PROBLEM TO WORK ON >> List every line of the rows below that contains the string "conical", matching case exactly.

GIVEN DATA >>

■ ■ ■

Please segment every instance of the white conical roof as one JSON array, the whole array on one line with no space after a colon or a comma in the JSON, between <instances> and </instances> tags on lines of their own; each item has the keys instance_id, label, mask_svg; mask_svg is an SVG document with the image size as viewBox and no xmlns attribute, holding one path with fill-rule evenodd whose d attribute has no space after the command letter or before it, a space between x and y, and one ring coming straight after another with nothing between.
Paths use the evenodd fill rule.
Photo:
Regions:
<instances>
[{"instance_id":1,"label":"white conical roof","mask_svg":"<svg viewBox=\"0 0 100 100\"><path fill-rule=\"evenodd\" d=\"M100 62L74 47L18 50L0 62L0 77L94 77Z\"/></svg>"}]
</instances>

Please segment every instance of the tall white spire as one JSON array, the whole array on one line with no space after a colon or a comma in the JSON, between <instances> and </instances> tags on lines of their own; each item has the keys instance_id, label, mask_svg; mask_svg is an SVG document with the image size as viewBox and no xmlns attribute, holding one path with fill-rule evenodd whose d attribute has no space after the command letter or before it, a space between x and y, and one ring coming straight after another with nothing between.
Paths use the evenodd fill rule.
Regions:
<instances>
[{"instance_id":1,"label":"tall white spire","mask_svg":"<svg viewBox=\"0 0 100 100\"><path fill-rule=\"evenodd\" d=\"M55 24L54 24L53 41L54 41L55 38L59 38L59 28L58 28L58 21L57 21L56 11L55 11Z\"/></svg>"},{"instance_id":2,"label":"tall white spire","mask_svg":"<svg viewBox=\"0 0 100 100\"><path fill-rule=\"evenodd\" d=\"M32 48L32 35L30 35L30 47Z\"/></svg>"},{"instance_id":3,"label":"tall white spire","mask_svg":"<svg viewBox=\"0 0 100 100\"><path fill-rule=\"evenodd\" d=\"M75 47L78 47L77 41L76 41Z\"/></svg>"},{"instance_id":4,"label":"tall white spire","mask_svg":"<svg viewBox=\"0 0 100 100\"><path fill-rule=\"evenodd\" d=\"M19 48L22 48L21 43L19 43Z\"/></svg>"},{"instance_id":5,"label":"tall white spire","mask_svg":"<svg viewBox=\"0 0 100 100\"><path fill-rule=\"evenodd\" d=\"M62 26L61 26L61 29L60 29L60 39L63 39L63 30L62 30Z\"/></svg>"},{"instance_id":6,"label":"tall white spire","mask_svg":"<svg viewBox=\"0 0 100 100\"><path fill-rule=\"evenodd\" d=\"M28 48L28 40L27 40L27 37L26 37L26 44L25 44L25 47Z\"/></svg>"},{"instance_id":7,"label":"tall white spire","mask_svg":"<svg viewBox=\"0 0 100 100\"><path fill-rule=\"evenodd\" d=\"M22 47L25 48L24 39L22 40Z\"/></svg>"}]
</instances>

■ ■ ■

FINISHED ANSWER >>
Please segment every instance of the white conical roof as one JSON array, the whole array on one line with no space after a colon or a comma in the JSON, between <instances> and </instances> tags on lines of their own; each item has the keys instance_id, label, mask_svg; mask_svg is an SVG document with the image size as viewBox and no xmlns attribute, holding one path with fill-rule evenodd whose d attribute has no space after the command letter or before it, a space between x and y, and one ring coming straight after another with nothing between.
[{"instance_id":1,"label":"white conical roof","mask_svg":"<svg viewBox=\"0 0 100 100\"><path fill-rule=\"evenodd\" d=\"M100 62L74 47L18 50L0 62L0 77L94 77Z\"/></svg>"}]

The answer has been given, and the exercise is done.